**Exercise**
Find each line below that contains the string "wooden", and copy those lines out.

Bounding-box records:
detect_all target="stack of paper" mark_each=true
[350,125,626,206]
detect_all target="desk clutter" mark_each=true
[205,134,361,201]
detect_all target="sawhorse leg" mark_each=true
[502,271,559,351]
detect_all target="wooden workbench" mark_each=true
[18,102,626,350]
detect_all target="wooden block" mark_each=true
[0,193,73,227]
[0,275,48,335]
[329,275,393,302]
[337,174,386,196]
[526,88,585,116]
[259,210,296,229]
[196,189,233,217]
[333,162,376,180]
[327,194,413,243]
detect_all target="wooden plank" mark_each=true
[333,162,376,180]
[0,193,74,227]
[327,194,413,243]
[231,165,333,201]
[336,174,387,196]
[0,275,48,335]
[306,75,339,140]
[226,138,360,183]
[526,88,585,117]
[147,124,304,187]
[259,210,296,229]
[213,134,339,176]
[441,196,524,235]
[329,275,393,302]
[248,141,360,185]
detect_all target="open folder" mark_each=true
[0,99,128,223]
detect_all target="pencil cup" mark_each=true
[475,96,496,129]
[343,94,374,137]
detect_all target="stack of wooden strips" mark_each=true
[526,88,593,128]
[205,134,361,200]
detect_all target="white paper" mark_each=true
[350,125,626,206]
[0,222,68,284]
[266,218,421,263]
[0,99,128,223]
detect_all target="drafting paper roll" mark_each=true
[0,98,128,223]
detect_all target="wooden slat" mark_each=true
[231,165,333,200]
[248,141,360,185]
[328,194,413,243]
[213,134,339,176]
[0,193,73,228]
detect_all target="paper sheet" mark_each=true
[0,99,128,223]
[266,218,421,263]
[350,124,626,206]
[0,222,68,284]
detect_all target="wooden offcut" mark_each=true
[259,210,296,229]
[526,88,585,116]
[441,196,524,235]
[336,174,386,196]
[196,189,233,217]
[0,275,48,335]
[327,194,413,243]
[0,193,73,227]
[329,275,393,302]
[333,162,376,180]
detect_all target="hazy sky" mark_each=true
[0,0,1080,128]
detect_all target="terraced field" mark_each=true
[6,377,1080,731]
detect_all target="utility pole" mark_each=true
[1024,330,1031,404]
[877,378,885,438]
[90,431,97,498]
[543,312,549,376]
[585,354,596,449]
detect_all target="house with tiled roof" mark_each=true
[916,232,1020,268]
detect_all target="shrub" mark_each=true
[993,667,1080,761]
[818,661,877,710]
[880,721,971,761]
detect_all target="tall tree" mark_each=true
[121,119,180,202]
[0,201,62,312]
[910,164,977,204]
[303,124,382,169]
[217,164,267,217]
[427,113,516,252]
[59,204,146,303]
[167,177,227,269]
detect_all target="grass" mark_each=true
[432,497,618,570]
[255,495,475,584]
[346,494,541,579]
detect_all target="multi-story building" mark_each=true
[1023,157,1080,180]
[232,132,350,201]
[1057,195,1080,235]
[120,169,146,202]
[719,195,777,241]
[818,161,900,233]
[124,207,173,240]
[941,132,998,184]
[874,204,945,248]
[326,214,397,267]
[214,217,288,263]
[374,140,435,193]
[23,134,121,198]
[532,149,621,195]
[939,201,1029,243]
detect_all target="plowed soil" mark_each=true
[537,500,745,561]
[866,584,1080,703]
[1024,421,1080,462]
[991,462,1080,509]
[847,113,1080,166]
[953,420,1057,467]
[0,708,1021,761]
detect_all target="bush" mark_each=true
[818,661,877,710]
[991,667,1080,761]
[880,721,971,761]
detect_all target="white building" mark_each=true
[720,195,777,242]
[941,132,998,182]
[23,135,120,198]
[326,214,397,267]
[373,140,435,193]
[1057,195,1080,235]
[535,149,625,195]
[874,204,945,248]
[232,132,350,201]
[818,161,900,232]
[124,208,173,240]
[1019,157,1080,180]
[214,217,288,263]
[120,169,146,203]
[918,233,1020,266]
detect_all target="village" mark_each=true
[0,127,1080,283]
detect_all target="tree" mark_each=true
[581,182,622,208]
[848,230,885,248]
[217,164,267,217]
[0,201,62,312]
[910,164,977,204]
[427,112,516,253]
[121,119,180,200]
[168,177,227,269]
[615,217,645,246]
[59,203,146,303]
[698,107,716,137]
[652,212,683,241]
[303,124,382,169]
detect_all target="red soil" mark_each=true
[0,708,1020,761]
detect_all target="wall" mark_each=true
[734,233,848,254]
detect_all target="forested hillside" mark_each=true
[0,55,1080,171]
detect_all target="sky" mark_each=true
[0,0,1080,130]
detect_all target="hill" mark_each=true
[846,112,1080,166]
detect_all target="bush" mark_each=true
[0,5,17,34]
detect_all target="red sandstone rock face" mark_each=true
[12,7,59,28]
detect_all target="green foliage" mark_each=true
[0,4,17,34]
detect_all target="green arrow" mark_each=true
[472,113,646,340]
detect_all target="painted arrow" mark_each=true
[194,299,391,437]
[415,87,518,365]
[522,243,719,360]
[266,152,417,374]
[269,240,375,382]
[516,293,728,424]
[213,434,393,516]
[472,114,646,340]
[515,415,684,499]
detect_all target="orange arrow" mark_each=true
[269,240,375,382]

**Solution to the exercise**
detect_all target="wooden workbench" mark_each=true
detect_all target="wooden block" mark_each=true
detect_all target="wooden plank" mark_each=true
detect_all target="stack of wooden strips" mark_each=true
detect_all target="wooden slat" mark_each=true
detect_all target="wooden offcut" mark_each=true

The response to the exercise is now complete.